[start Supplied text]

Post by Craig in France »

Peter's right, of course. There are so many stories and half-truths about Mike's Bike, and I won't pretend to know even half of it ... But here goes!

Ducati/NCR originally supplied three bikes. Two - those for Hailwood and Roger Nicholls - went to Steve Wynne/Sports Motorcycles via the UK importer, Coburn and Hughes. The third, the one that Jim Scaysbrook rode (he crashed at Governor's Bridge when the front carburettor slide jammed open), belonged to the Australian importers; but it too was race prepared by Steve Wynne.

Each originally came in NCR colours; but, for the TT, they were re-painted in the main sponsor's (Castrol) colours - coincidentally red, white and green.

Now here comes the confusing bit ... :)

There were FOUR engines on the Island: 088238 (Hailwood), 088239 (Nicholls), Scaysbrook's (I don't know the number) and a extra motor, 088243, that Franco Farnè, acting as one of the factory race mechanics for the event (and himself a great racer and a pivotal engine developer working closely with Ign. Taglioni) brought over with him.

Before the race, Mike's bike was fitted with this spare engine because Farnè was worried about the work the original engine had done in testing. As it happened, the new engine blew its bottom bevel gear just after it crossed the finish line!

[end Supplied text]

> [Required work]
**A)** List every engine number given in the forum post about Mike's Bike.
**B)** Reproduce the records from their start through the line that contains "[(843, 154), (936, 73), (290, 515), (54, 76)]", requests included. Scale only the point coordinates in the answers by 0.85, rounding each to a whole number with halves going up.

[start Source data]

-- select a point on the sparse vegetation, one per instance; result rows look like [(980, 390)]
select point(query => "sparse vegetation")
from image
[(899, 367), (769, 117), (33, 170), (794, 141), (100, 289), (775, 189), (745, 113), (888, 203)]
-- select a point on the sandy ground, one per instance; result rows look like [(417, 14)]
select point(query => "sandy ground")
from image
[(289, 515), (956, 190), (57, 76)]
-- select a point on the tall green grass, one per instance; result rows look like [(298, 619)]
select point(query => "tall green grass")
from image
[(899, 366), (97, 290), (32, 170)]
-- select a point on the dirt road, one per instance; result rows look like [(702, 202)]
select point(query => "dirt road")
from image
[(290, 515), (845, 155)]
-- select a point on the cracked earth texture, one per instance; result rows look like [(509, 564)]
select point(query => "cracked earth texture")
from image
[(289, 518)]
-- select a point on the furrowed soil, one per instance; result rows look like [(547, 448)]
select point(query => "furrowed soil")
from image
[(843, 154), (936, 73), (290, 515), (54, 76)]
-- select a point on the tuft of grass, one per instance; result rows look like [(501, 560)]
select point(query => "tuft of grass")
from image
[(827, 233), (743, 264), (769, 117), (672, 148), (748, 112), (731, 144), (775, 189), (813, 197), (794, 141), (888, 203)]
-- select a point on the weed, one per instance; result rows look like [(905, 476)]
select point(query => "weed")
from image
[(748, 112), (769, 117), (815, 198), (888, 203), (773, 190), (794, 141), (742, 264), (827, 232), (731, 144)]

[end Source data]

> [Task-by-task answers]
**A)** 088238, 088239, 088243

**B)**
-- select a point on the sparse vegetation, one per instance; result rows look like [(980, 390)]
select point(query => "sparse vegetation")
from image
[(764, 312), (654, 99), (28, 145), (675, 120), (85, 246), (659, 161), (633, 96), (755, 173)]
-- select a point on the sandy ground, one per instance; result rows look like [(417, 14)]
select point(query => "sandy ground")
from image
[(246, 438), (813, 162), (48, 65)]
-- select a point on the tall green grass, one per instance; result rows look like [(298, 619)]
select point(query => "tall green grass")
from image
[(764, 311), (82, 247), (27, 145)]
-- select a point on the dirt road, one per instance; result rows look like [(702, 202)]
select point(query => "dirt road")
from image
[(247, 438), (718, 132)]
-- select a point on the cracked earth texture, one per instance; result rows look like [(509, 564)]
select point(query => "cracked earth texture")
from image
[(246, 440)]
-- select a point on the furrowed soil, one per instance; result rows look like [(547, 448)]
select point(query => "furrowed soil")
from image
[(717, 131), (796, 62), (247, 438), (46, 65)]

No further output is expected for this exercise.